Records from a data source:
☆ ☆ ☆ ☆ ☆ ☆ ☆

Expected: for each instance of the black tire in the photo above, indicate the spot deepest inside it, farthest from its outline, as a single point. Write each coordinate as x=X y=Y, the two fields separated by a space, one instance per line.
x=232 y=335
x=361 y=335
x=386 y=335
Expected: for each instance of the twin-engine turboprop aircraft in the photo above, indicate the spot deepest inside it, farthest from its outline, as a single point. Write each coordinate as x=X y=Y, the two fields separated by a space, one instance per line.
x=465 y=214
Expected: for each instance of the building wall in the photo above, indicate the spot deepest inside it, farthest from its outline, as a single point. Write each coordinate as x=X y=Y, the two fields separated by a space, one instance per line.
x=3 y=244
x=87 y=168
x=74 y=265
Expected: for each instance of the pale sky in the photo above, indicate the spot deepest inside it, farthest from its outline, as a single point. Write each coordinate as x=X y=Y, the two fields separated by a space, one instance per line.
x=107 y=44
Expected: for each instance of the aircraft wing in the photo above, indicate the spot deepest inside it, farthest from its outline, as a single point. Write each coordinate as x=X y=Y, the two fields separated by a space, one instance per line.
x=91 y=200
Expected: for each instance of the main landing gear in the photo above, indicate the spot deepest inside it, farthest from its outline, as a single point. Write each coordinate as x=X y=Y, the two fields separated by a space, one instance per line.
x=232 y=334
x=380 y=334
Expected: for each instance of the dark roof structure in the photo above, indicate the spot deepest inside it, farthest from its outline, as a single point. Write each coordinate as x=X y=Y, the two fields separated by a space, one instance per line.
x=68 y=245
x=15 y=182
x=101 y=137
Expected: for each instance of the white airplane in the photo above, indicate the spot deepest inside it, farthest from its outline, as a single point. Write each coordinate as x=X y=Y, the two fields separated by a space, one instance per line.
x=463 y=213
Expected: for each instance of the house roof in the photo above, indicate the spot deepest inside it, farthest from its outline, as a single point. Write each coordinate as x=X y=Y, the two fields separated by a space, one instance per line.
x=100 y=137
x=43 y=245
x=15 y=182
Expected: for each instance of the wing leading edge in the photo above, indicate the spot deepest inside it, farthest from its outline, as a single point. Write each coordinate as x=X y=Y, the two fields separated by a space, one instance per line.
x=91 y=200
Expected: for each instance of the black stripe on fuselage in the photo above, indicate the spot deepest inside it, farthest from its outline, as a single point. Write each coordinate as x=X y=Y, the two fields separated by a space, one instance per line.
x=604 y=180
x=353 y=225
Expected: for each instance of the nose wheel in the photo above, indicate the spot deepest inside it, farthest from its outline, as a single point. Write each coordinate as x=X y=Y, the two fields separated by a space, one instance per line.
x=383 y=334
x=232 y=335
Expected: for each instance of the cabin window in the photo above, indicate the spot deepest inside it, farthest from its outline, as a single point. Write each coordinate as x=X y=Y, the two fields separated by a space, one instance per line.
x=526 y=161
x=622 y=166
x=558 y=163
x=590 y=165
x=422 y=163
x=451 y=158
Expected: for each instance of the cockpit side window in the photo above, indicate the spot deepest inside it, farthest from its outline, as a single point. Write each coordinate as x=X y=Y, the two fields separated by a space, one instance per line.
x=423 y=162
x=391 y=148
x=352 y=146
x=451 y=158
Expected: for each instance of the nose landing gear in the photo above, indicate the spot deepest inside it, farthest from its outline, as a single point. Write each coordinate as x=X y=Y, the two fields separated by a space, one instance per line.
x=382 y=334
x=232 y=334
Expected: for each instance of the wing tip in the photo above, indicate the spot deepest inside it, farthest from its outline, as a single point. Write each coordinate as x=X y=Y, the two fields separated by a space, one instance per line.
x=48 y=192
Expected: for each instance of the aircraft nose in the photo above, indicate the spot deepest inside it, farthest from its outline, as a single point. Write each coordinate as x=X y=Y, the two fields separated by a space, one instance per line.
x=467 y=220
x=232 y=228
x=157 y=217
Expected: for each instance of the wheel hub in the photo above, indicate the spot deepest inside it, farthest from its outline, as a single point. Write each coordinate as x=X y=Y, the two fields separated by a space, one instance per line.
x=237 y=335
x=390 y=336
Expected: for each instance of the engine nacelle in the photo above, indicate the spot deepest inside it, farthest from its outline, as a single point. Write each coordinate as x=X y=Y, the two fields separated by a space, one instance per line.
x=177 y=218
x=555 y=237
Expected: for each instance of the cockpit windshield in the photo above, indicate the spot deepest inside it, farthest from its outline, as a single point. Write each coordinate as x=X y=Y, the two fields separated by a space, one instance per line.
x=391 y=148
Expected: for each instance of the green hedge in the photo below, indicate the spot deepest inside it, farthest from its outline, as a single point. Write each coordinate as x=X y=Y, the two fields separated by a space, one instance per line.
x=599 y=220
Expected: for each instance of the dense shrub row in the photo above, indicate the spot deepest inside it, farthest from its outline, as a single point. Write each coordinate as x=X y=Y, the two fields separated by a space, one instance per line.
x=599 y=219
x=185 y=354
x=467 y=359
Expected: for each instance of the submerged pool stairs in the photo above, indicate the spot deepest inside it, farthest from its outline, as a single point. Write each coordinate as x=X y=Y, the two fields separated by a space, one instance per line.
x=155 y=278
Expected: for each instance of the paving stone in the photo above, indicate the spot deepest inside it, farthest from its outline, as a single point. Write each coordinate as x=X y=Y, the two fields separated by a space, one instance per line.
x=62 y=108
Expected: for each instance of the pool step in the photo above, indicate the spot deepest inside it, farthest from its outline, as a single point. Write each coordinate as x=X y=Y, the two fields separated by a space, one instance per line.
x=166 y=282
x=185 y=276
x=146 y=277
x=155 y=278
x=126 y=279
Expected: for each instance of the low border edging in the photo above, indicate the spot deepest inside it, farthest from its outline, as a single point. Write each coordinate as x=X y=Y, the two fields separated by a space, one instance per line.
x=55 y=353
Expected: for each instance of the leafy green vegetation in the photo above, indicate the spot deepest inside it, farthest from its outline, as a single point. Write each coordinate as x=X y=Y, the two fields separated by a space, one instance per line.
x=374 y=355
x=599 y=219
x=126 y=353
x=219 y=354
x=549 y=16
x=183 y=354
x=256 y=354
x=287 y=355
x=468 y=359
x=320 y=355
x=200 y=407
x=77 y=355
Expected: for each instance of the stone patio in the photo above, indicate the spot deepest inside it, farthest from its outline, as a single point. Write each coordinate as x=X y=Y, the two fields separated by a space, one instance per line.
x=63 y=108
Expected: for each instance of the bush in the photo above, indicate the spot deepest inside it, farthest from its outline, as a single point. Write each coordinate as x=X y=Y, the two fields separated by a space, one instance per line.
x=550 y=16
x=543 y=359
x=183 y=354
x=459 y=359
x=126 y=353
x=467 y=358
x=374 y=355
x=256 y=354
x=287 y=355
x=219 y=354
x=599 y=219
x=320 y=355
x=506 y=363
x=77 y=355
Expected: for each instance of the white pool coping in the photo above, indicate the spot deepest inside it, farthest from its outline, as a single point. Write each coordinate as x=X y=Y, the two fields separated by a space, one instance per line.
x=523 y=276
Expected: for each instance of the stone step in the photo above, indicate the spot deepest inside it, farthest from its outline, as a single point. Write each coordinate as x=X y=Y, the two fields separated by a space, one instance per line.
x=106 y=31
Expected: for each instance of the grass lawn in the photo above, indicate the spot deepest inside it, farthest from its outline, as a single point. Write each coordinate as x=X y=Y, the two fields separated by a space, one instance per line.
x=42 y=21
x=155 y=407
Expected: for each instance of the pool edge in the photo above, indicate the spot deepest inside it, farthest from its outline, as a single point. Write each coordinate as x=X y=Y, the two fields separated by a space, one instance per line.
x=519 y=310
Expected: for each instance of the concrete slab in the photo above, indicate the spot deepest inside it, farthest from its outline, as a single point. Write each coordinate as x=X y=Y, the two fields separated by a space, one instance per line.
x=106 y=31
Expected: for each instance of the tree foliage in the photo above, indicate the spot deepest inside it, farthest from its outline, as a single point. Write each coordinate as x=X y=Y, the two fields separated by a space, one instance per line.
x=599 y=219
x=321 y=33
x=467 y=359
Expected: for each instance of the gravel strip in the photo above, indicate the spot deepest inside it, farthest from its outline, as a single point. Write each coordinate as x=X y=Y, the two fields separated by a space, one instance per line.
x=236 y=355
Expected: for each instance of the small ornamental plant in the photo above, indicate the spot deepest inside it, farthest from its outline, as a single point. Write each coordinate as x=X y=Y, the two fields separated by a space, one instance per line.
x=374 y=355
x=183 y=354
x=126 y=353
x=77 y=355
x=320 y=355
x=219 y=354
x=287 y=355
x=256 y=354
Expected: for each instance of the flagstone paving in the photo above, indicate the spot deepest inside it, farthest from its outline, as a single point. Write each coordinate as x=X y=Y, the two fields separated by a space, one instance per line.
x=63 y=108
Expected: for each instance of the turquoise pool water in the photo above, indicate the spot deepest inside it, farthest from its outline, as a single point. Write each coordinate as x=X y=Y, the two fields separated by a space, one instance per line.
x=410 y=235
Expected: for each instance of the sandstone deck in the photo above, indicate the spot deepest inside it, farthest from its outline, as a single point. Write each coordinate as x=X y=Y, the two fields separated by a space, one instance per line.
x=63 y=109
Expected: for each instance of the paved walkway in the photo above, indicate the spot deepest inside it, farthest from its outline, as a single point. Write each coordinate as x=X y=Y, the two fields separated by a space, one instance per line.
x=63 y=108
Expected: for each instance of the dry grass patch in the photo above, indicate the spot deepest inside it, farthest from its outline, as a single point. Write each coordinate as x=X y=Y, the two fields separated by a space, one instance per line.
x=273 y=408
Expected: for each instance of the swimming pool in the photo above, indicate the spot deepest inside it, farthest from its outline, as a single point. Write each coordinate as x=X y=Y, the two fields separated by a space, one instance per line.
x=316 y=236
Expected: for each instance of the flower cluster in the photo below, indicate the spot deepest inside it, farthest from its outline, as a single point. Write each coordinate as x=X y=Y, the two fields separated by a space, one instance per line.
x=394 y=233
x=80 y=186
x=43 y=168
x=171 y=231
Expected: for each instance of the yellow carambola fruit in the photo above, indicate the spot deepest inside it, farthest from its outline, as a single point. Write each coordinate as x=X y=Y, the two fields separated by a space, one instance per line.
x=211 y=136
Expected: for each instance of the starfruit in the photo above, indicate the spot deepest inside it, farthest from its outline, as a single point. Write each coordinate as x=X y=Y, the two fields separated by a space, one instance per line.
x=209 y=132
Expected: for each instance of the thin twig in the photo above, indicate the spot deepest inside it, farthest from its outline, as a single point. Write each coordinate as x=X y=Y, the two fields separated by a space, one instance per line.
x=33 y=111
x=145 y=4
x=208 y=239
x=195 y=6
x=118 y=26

☆ ☆ ☆ ☆ ☆ ☆ ☆

▶ [Exercise details]: Lay out the lines between the one containing "Expected: for each instance of the starfruit" and the one containing "x=209 y=132", inclusive, as a two-column CSV with the headers text and answer. Put the wording in text and the coordinates that follow it in answer, with each value in a quoted field and any line breaks turned into spaces.

▶ [Result]:
text,answer
"Expected: for each instance of the starfruit in the photo above, indicate the spot deepest inside it, farthest from its outline, as a single point. Write each coordinate as x=X y=Y, the two fields separated by a space, one instance per line.","x=209 y=132"